● What you will do: Transcribe the lines from the line containing "Where can you see the baby's arm?" through the end of the records, copying each one exactly.
## Start Records for this exercise
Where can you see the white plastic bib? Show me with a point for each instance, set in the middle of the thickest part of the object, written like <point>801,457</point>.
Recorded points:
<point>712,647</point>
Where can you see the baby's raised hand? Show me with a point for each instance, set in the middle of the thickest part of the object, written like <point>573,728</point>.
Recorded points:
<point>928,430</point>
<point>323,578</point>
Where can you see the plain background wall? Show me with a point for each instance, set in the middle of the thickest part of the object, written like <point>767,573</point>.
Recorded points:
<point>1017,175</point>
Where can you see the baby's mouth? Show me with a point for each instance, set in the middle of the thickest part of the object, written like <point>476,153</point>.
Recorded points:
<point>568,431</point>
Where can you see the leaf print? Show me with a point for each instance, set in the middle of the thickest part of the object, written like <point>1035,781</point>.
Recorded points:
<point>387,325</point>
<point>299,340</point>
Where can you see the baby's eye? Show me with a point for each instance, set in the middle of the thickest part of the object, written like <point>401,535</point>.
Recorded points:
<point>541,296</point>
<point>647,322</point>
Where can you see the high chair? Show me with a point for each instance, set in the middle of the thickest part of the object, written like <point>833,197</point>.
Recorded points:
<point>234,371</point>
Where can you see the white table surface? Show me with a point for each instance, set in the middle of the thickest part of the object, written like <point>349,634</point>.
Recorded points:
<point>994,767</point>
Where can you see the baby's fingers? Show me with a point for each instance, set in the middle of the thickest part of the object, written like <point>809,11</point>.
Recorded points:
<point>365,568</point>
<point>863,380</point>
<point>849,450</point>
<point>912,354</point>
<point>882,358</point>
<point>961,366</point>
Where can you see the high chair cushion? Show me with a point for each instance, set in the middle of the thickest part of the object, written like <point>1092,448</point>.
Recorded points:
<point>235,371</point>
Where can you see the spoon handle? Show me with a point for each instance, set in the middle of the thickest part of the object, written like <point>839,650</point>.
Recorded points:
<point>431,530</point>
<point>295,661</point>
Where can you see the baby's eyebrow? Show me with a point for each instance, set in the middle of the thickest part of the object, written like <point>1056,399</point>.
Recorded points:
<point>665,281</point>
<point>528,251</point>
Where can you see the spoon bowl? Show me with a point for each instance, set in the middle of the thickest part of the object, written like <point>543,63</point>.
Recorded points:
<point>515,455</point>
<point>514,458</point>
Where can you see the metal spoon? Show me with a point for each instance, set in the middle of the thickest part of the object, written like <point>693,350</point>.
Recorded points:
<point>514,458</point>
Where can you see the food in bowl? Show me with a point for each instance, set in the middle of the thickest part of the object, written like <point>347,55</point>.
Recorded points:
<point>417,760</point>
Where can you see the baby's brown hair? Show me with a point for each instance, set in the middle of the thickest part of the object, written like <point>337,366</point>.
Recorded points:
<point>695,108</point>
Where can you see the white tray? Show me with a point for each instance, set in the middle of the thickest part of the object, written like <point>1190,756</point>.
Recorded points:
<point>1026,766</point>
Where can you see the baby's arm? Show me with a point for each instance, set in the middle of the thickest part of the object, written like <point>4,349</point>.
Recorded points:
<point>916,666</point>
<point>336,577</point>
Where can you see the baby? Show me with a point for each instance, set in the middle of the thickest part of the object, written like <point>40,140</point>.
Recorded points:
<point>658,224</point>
## End Records for this exercise
● Written solution:
Where can you see the baby's arm? Show me with a point for each instance, set in the middle of the thickest part of the object, written like <point>4,349</point>.
Recorded points:
<point>916,666</point>
<point>336,577</point>
Where can you see the baby? Show me with a point for each instance, set in the middle of the thickest part of the object, written like <point>40,140</point>.
Recorded points:
<point>658,224</point>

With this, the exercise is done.